** Start Input **

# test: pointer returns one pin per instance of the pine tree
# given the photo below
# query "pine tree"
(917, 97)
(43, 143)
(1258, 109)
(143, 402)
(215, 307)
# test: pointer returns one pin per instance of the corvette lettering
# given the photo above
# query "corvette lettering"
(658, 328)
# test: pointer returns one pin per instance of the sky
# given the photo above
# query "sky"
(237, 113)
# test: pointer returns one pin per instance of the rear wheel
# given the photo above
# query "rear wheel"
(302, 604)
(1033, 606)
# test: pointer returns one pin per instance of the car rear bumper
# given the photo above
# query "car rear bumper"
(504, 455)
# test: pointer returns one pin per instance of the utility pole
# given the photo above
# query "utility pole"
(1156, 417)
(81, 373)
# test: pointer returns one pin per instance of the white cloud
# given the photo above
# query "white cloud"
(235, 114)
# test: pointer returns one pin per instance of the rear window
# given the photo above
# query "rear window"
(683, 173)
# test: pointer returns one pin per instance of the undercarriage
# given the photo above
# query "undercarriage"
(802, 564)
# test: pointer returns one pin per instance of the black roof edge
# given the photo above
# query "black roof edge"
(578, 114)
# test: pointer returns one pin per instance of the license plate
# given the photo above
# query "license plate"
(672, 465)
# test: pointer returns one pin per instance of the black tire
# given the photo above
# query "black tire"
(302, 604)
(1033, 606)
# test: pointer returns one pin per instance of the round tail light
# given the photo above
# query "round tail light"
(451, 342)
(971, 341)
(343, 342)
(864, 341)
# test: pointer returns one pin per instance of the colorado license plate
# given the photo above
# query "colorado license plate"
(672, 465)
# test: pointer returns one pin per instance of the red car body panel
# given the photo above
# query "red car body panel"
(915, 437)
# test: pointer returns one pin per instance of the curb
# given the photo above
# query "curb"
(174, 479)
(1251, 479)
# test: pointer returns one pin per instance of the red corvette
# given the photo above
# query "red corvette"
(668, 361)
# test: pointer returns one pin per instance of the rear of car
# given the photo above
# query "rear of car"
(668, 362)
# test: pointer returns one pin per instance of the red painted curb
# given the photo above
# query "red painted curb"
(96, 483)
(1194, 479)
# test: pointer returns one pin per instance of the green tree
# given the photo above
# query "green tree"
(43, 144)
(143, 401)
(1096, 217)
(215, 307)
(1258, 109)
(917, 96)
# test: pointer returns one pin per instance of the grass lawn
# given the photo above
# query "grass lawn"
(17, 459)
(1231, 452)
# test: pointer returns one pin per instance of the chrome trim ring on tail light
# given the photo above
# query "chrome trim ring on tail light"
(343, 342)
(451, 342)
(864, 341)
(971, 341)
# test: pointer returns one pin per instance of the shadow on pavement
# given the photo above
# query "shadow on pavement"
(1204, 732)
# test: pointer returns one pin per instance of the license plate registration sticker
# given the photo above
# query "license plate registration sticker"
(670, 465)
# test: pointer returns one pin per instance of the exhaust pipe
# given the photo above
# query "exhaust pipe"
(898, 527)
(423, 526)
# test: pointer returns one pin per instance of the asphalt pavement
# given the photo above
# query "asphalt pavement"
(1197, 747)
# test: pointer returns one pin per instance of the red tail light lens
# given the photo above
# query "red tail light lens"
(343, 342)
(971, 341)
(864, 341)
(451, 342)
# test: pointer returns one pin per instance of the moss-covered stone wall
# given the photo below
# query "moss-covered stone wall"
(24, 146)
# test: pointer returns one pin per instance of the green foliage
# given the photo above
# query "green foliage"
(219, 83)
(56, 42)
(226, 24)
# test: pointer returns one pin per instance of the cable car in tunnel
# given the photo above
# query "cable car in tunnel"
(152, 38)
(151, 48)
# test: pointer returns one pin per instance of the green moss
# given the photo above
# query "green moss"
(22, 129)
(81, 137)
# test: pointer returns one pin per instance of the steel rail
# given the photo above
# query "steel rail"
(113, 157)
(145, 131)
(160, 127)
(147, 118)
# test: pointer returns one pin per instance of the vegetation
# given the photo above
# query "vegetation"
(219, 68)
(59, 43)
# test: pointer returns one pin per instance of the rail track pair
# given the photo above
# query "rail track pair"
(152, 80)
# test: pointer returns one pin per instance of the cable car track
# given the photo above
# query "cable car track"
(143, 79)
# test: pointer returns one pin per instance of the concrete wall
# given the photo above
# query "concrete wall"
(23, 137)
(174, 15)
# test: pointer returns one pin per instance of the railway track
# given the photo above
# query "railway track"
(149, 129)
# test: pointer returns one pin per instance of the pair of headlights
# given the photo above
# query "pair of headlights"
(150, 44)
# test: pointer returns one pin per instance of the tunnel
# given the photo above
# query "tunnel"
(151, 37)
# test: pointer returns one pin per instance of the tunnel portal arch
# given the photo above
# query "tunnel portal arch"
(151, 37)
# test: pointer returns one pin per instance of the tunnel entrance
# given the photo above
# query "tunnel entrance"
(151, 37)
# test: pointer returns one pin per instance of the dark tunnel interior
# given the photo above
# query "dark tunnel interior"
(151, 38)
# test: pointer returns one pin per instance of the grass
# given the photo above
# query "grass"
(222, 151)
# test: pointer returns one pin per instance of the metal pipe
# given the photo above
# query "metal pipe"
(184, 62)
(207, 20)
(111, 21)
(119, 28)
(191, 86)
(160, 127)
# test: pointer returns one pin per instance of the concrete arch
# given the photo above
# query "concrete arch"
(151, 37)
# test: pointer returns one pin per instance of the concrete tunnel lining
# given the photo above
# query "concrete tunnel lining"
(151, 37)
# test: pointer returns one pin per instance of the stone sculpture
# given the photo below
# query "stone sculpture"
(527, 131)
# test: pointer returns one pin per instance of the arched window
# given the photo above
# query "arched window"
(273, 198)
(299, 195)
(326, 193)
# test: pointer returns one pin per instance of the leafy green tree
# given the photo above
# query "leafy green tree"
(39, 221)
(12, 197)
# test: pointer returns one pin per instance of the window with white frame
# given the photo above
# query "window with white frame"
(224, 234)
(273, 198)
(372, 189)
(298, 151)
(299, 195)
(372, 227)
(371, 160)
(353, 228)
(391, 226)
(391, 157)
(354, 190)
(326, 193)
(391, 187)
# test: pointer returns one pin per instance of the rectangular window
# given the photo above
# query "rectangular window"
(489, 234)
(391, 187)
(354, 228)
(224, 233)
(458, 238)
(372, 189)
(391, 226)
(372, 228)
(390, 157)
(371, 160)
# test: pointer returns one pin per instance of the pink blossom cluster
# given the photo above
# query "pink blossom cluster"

** End Input **

| Given exercise |
Please arrange the stretch of data from the line containing "# test: pointer returns one pin per instance of the pink" through the end of the data as a numbered list, leaving out any blank lines.

| Response to the task |
1. # test: pointer returns one pin per instance of the pink blossom cluster
2. # given the photo above
3. # query "pink blossom cluster"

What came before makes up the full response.